While I do like the new voices, my primary use case for the voice mode in ChatGPT on my phone (Android) was to discuss pre-uploaded papers, and search the web etc. while driving to work or while doing other chores that required my hands and visual attention.
(I do not care about cute voices, vocal emotional fakery and other voice gimmicks).
The problem is that after the “Advanced Voice” upgrade, the “tap to interrupt” function does not work on my phone any more - anytime I tap the screen to interrupt the speaking of the chatbot, so I can ask a new question, the conversation cannot continue, because ChatGPT becomes unresponsive, as if it cannot “hear” me anymore, and nothing happens after that.
The app is not frozen overall, I can still close the chat and start it again, but it’s as if the app cannot receive any input from me (even though there is still some “listening” animation on the screen, it does not seem to react to my voice and questions).
Checking the chat transcript after that reveals no events after I tapped the screen - it’s as if the app muted me when I tapped the screen, so I could not ask anything anymore. The only solution is to tap the circled x button to close the conversation, then tap the even smaller voice chat icon in order to restart the conversation (which sometimes takes a while to initialize, for whatever reason…).
This is breaking the pseudo-hands-free voice chat flow I had before, and it’s very inconvenient and potentially dangerous to do all that extra tapping while driving (tapping the small voice icon again, specifically).
Ideally we should be able to have a fully hands free experience, in Standard Voice mode - how hard it is to interrupt the chatbot with our voice (with a loud stop word or something), why is this not implemented yet (for really useful conversations, with file uploads and web access) ?
(Gemini live CAN chat with documents fully hands free, but as we all know it’s otherwise dumber and a bit obtuse, so not really useful, and it cannot search/access the web… despite being made by Google… go figure…).

### SUPPLIED RECORDS
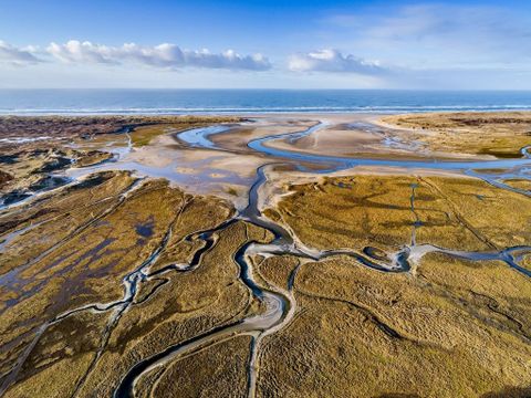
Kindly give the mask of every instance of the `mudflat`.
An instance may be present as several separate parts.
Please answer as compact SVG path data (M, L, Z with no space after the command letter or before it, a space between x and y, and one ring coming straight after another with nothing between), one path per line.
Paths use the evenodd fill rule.
M531 113L0 118L0 396L531 395Z

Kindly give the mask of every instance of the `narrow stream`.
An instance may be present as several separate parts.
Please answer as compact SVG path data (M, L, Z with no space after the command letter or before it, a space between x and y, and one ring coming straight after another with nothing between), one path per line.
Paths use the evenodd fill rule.
M410 195L410 210L415 216L415 222L412 230L412 240L409 244L405 244L396 253L383 253L376 248L363 248L361 251L350 249L334 249L319 251L313 248L306 247L302 243L296 235L289 230L288 227L280 223L275 223L262 216L259 208L259 198L261 188L268 182L267 170L279 165L289 165L299 170L303 170L304 165L316 165L325 170L319 172L331 172L337 170L345 170L355 166L388 166L388 167L404 167L404 168L429 168L440 170L457 170L466 175L481 178L485 181L497 186L502 189L510 189L519 193L529 195L528 191L518 190L512 187L508 187L501 181L504 178L525 178L530 179L531 170L531 156L530 147L522 148L521 159L500 159L500 160L486 160L486 161L421 161L421 160L386 160L386 159L368 159L368 158L348 158L327 155L314 155L303 154L299 151L291 151L287 149L273 148L270 144L277 139L288 139L293 143L304 136L311 135L319 129L325 127L324 123L317 123L302 132L298 133L284 133L270 135L262 138L251 140L249 148L273 158L273 163L263 165L257 169L257 176L254 182L249 189L248 205L244 209L239 211L233 218L221 223L220 226L205 231L197 231L186 237L185 240L191 242L200 240L204 242L201 249L197 250L189 263L183 264L169 264L153 273L149 272L152 264L156 262L159 255L166 249L166 244L171 234L171 226L160 245L146 259L134 272L127 274L123 280L124 295L119 301L115 301L106 304L91 304L81 308L72 310L66 314L59 315L55 320L46 323L41 327L35 336L32 345L24 352L23 357L20 358L17 365L17 371L13 371L9 377L9 383L0 388L0 395L12 383L17 373L22 366L25 358L29 356L31 349L37 344L37 341L44 333L44 331L53 323L64 320L66 316L71 316L80 311L113 311L113 315L110 317L105 335L102 339L102 345L96 354L94 362L91 364L90 370L85 377L79 383L76 391L79 391L84 380L90 376L90 371L96 365L100 355L103 353L106 342L112 333L114 326L119 322L122 314L127 311L131 305L134 304L138 285L145 281L154 277L164 276L167 272L192 272L200 266L201 259L206 252L211 250L217 243L217 234L230 224L238 220L248 221L254 226L261 227L273 234L273 240L270 243L259 243L250 241L244 243L241 248L233 253L233 260L239 265L239 279L249 289L250 294L262 303L264 311L259 315L249 316L242 321L229 323L228 325L216 327L201 335L195 336L188 341L170 345L160 353L145 358L134 365L127 374L123 377L119 385L114 391L115 398L134 397L135 386L138 380L142 379L147 373L159 368L171 360L184 358L192 355L194 353L220 344L235 336L249 335L251 336L251 349L248 365L248 391L249 398L254 397L256 383L258 379L259 360L260 360L260 344L264 336L275 333L291 322L294 312L296 310L296 302L292 294L293 281L296 272L303 266L304 261L320 261L334 255L348 255L358 263L372 268L382 272L408 272L412 265L416 264L418 260L429 252L441 252L455 258L466 259L471 261L487 261L498 260L502 261L517 272L520 272L527 276L531 276L531 272L521 266L518 262L524 254L531 253L531 247L514 247L507 248L499 252L467 252L467 251L452 251L444 248L438 248L430 244L416 243L416 229L421 228L421 220L415 211L415 189L416 186L412 186ZM219 134L226 132L226 126L210 126L204 128L190 129L184 133L177 134L178 139L186 143L189 147L201 149L223 150L223 148L216 146L208 137L212 134ZM129 138L131 139L131 138ZM119 169L119 165L117 165ZM95 168L97 169L97 168ZM489 172L482 170L490 169ZM500 170L498 174L492 174L491 169ZM88 168L87 172L91 171ZM175 220L174 220L175 221ZM19 232L19 231L17 231ZM20 232L22 233L22 232ZM290 276L287 290L274 286L262 286L257 282L253 274L253 264L250 260L251 255L260 254L262 256L268 255L281 255L291 254L300 259L300 265L295 268ZM156 290L150 294L153 295ZM74 394L75 396L75 394Z

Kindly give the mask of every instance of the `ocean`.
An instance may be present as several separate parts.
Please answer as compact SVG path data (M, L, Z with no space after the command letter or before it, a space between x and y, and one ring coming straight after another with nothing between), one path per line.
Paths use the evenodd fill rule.
M3 115L409 113L531 109L524 91L0 90Z

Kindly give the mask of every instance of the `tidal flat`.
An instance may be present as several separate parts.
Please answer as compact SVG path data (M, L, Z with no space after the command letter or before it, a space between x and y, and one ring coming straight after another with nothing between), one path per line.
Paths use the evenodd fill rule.
M0 396L531 396L531 113L0 117Z

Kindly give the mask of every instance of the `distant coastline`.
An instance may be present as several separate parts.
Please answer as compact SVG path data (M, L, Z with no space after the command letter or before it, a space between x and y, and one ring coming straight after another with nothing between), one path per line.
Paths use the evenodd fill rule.
M0 115L531 111L527 91L0 90Z

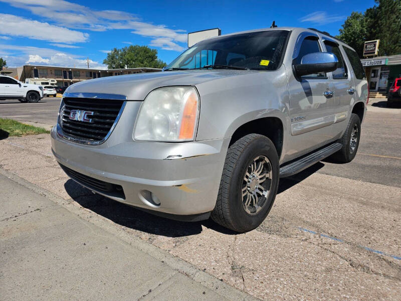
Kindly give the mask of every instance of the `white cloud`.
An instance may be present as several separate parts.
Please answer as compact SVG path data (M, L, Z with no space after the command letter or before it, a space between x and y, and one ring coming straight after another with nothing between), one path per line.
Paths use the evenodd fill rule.
M61 48L80 48L80 46L74 46L74 45L69 45L68 44L61 44L58 43L51 43L51 45L56 46L56 47L60 47Z
M310 22L319 25L341 21L345 19L343 16L329 15L326 12L315 12L300 19L301 22Z
M152 38L154 41L155 40L155 42L152 41L153 46L163 49L179 51L183 48L177 43L186 43L187 41L187 35L184 30L173 30L165 25L154 25L143 22L137 16L126 12L95 11L90 8L64 0L0 0L0 2L28 10L41 18L47 19L61 26L68 28L94 31L112 29L131 30L133 34ZM85 38L87 38L85 39L86 40L87 36ZM160 40L162 38L163 39ZM163 41L167 43L161 43ZM158 46L155 46L156 45Z
M7 51L11 51L13 54L7 59L7 65L11 67L27 64L77 68L87 66L86 58L49 48L0 44L0 53ZM107 69L106 65L90 59L89 65L91 68Z
M86 42L88 34L13 15L0 14L0 34L62 43Z
M87 68L88 67L86 59L78 59L65 53L56 53L49 58L43 58L38 55L30 55L28 60L26 62L26 63L74 68ZM96 69L107 69L107 67L103 64L94 62L92 60L89 60L89 66L91 68Z
M172 39L170 38L158 38L151 41L149 45L155 47L160 47L165 50L182 51L185 49L172 42Z

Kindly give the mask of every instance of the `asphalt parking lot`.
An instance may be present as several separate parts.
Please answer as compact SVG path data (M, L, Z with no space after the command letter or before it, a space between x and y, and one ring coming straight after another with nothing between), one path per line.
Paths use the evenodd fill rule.
M0 101L0 116L51 125L59 102ZM242 234L210 221L155 217L93 195L61 171L48 135L0 141L0 171L56 196L60 206L114 237L139 238L262 299L399 300L401 108L384 107L382 99L370 100L353 162L323 162L281 180L267 218ZM28 213L33 221L40 214ZM23 215L0 223L0 233L22 223ZM6 251L3 262L12 256ZM16 268L23 263L16 261Z

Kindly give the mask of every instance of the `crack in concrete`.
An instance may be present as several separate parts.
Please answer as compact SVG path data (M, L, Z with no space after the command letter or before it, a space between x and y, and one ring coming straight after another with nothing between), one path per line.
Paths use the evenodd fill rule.
M376 275L376 276L380 276L381 277L384 277L384 278L386 278L387 279L391 279L391 280L394 280L398 281L401 281L401 277L400 277L399 276L391 276L391 275L388 275L387 274L385 274L385 273L381 273L380 272L378 272L378 271L375 271L374 270L372 270L369 267L368 267L368 266L367 266L367 265L366 265L365 264L361 264L360 263L358 263L357 262L355 262L355 261L354 261L352 259L347 258L345 256L343 256L342 255L340 255L339 254L338 254L338 253L333 251L332 250L330 250L330 249L328 249L327 248L325 248L325 247L324 247L324 246L323 246L322 245L320 245L319 244L316 244L315 243L313 243L313 242L312 242L311 241L306 241L306 242L307 243L312 244L312 245L313 245L314 246L316 246L317 247L318 247L320 248L321 249L325 250L325 251L327 251L328 252L330 252L330 253L331 253L332 254L334 254L334 255L337 256L339 258L340 258L341 259L342 259L343 260L345 260L345 261L348 262L349 264L349 265L351 267L352 267L352 268L354 268L354 269L356 269L357 270L359 270L359 271L362 271L362 272L364 272L366 273L367 274L373 274L373 275ZM398 272L398 274L399 274L399 273Z
M43 210L50 208L51 207L52 207L52 206L49 206L43 207L43 208L37 208L37 209L34 209L33 210L31 210L30 211L28 211L27 212L25 212L25 213L19 213L18 215L14 215L13 216L11 216L10 217L6 217L4 219L2 219L2 220L0 220L0 222L4 222L4 221L6 221L10 220L12 219L13 218L17 218L20 217L21 216L23 216L24 215L26 215L27 214L29 214L30 213L32 213L32 212L35 212L36 211L40 211L41 210Z

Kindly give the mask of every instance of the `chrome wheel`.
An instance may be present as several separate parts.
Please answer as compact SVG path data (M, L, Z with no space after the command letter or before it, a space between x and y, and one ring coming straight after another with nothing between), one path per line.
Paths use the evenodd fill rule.
M266 204L272 185L272 166L264 156L255 158L245 171L241 190L244 209L256 214Z
M349 151L351 154L355 152L358 142L358 125L354 124L352 131L351 133L351 139L349 140Z

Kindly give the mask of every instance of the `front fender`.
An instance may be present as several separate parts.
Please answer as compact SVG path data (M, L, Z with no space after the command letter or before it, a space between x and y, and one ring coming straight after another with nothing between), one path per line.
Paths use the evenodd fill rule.
M231 137L240 126L266 117L289 124L289 93L284 65L274 71L244 72L196 85L200 97L197 140Z

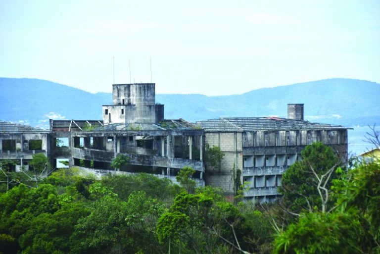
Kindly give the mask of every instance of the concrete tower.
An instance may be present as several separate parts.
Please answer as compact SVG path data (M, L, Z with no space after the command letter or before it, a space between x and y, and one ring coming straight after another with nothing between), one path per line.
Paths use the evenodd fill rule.
M104 123L153 123L163 120L163 105L156 105L155 85L112 85L113 104L103 105Z

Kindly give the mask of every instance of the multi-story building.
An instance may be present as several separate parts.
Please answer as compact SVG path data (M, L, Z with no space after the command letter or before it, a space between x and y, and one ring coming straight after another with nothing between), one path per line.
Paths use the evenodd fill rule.
M221 166L207 168L206 184L233 194L242 170L245 201L272 202L279 195L282 175L297 160L306 146L320 142L332 147L343 160L347 155L347 128L303 119L303 104L288 104L287 118L217 118L197 122L205 140L225 153Z
M189 166L199 185L205 180L232 196L243 181L246 201L271 202L279 195L282 174L301 159L306 145L322 142L347 156L347 129L304 120L302 104L288 104L287 118L220 118L191 124L164 119L154 84L112 87L112 104L103 105L102 120L50 119L49 130L0 121L0 159L15 160L19 171L28 169L33 154L43 152L54 167L66 161L95 173L146 172L174 181ZM219 166L207 165L206 171L205 143L224 154ZM117 171L110 164L119 153L130 161Z

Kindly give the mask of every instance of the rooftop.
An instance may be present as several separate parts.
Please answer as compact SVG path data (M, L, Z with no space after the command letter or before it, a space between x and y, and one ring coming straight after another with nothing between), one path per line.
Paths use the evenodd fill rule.
M50 131L41 128L0 120L0 133L48 133Z
M166 130L193 130L199 129L182 118L165 119L155 123L113 123L104 124L100 120L51 120L50 128L53 131L156 131Z
M214 118L194 123L209 131L346 129L341 125L314 123L275 117Z

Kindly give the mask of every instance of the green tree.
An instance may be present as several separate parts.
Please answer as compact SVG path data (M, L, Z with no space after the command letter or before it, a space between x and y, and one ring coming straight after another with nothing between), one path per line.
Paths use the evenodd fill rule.
M29 170L22 172L28 176L31 180L34 181L36 187L38 187L38 183L44 177L46 177L50 168L48 159L44 153L33 154L33 159L29 162Z
M334 181L336 208L301 213L280 232L275 253L380 253L380 164L361 164Z
M193 193L195 190L196 183L191 178L195 172L195 170L191 167L187 166L180 170L176 176L177 181L186 190L188 193Z
M118 170L129 164L131 158L122 153L118 153L111 162L111 166Z
M0 161L0 182L5 182L6 185L6 191L9 189L9 184L15 184L20 183L20 181L14 178L14 174L10 171L12 166L16 165L16 162L14 160L10 159L4 159Z
M136 175L108 175L103 177L101 182L104 186L112 188L112 191L124 201L128 200L133 192L143 190L148 197L170 202L182 191L168 178L159 178L143 173Z
M330 188L340 160L331 147L320 142L307 146L301 154L303 160L283 175L279 188L282 204L294 214L305 210L325 212L333 204Z

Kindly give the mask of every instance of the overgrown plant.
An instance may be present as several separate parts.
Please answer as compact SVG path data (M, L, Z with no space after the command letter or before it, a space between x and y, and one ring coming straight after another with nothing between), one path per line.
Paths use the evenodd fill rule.
M218 146L210 146L208 143L205 145L205 157L207 162L213 167L220 169L224 153Z
M129 164L131 158L122 153L118 153L111 162L111 166L118 170Z

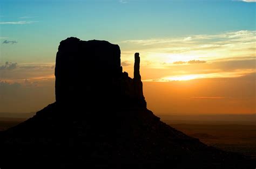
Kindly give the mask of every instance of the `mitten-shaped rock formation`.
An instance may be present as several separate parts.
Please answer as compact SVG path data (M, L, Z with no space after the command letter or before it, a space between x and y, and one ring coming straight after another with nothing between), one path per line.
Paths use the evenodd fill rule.
M69 38L60 42L56 56L57 103L80 102L92 108L146 107L139 74L139 54L135 54L134 77L122 72L120 51L106 41Z
M254 168L247 157L208 147L146 108L135 53L134 78L106 41L62 41L56 102L0 132L1 168ZM185 163L184 163L185 162Z

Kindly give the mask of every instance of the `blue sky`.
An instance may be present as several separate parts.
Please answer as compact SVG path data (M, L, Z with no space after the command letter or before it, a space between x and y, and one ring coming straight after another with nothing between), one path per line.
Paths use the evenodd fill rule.
M254 2L245 2L250 1ZM245 86L241 92L248 95L236 96L240 103L235 105L250 98L242 104L242 111L255 112L256 98L252 93L256 75L255 1L0 0L0 91L10 92L0 98L0 111L19 111L8 107L11 103L29 111L54 101L56 54L59 42L72 36L119 44L123 69L131 76L133 55L140 52L145 83L247 77L238 80L244 83L238 83L237 88L225 88L229 91L223 91L226 87L223 84L215 94L198 88L193 94L190 90L184 93L184 97L229 98L225 103L233 103L231 94ZM250 86L246 84L248 79ZM145 89L149 96L151 91ZM15 91L21 94L14 100ZM45 97L39 102L40 92ZM154 102L155 96L147 101ZM30 108L24 98L37 105ZM213 108L221 107L215 103ZM229 105L218 112L228 113Z

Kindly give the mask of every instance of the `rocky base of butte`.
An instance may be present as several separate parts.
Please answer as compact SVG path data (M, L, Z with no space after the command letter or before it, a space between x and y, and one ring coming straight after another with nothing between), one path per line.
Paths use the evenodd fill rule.
M105 41L62 41L56 102L0 133L3 168L254 168L248 157L207 146L146 108L134 55L134 78Z

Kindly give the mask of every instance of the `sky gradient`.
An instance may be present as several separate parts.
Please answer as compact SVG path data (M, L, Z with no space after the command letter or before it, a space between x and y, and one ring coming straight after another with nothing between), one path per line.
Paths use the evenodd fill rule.
M2 0L0 112L36 111L53 102L58 46L77 37L118 44L132 78L139 52L144 95L157 114L256 113L255 5Z

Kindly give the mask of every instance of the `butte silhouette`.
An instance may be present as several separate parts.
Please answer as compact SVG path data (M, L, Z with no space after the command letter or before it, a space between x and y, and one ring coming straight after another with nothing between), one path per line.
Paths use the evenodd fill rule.
M61 41L56 101L0 133L1 168L254 168L161 122L146 108L138 53L134 61L132 79L118 45Z

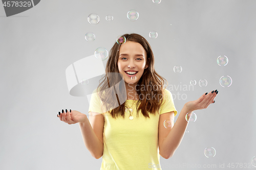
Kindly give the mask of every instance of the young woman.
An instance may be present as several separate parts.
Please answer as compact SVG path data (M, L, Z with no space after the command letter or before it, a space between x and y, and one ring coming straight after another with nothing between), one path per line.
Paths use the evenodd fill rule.
M92 156L102 157L100 170L161 169L160 155L174 155L188 124L186 114L207 108L218 92L185 104L174 125L177 111L163 87L166 80L155 70L150 45L140 35L123 36L126 42L111 48L104 80L92 95L90 122L75 110L62 110L57 116L69 125L78 123Z

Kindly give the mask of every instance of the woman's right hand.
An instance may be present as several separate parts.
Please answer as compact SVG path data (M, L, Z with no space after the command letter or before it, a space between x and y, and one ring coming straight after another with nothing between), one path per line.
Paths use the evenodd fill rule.
M62 110L62 113L59 112L59 115L57 116L59 117L59 119L68 124L69 125L75 124L77 123L84 122L86 118L87 115L81 113L76 110L71 110L71 112L69 111L66 110L66 112L64 110ZM60 113L60 114L59 114Z

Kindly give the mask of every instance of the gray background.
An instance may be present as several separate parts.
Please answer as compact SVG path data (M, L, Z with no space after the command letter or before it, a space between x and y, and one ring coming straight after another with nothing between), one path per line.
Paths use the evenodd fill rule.
M160 157L162 169L230 169L229 163L245 169L256 156L255 9L250 0L42 1L6 17L0 7L0 169L100 169L102 158L91 155L79 125L56 116L62 109L88 115L87 98L69 94L65 70L98 47L109 52L117 36L133 33L149 42L156 70L169 86L197 81L193 90L170 90L186 96L174 100L175 120L186 102L219 91L216 103L195 111L197 119L189 123L174 156ZM131 9L139 13L135 21L126 17ZM92 13L100 17L97 25L87 21ZM148 36L152 31L158 33L155 39ZM95 34L93 42L84 39L88 32ZM216 60L224 55L229 62L220 66ZM176 65L181 72L174 72ZM232 83L224 88L219 80L227 75ZM199 86L201 79L206 87ZM204 154L208 147L216 150L213 158Z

### WORK INSTRUCTIONS
1: In the post about ChatGPT's voice mode, which button does the writer tap to close the conversation?
2: In the post about ChatGPT's voice mode, change "Google" to "Alphabet" in the passage starting with "(Gemini live CAN" and going on through "Google… go figure…).", and give that passage again.

### RESPONSE LIST
1: The circled x button.

2:
(Gemini live CAN chat with documents fully hands free, but as we all know it’s otherwise dumber and a bit obtuse, so not really useful, and it cannot search/access the web… despite being made by Alphabet… go figure…).